**EXERCISE AIM:** Please write out the line containing "of the water" and each line after it through the end of the data, exactly, and nothing else.
• • • • • • •
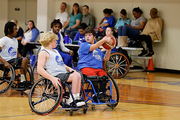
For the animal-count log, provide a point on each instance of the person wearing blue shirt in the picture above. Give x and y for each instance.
(73, 21)
(64, 52)
(80, 35)
(31, 35)
(122, 21)
(19, 35)
(107, 21)
(136, 27)
(91, 60)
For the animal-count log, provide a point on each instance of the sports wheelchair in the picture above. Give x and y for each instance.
(111, 91)
(118, 65)
(10, 78)
(44, 98)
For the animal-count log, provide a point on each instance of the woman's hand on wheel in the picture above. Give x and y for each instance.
(56, 82)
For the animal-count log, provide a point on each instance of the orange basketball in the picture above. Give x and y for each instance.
(108, 46)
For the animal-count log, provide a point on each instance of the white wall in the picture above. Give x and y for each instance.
(28, 11)
(166, 53)
(3, 15)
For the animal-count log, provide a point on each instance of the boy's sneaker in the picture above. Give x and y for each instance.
(100, 96)
(94, 97)
(80, 103)
(22, 78)
(107, 98)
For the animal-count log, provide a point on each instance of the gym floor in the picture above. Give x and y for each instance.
(143, 96)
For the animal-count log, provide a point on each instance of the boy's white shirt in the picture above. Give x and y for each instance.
(9, 48)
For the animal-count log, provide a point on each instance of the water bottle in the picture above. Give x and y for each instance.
(70, 41)
(66, 39)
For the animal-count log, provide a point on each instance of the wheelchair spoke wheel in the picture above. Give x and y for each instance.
(118, 65)
(44, 98)
(113, 92)
(36, 76)
(7, 76)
• • • • • • •
**ANSWER TO THIS TASK:**
For the animal-count log, provide a point on each instance of the water bottle in the picture above. Give x and y for each instance.
(70, 41)
(66, 39)
For the animal-count log, provide a point on each instance of the wheelchair spoke wheel in the picture above. Give x and y for each instance.
(118, 65)
(44, 98)
(113, 92)
(36, 76)
(7, 76)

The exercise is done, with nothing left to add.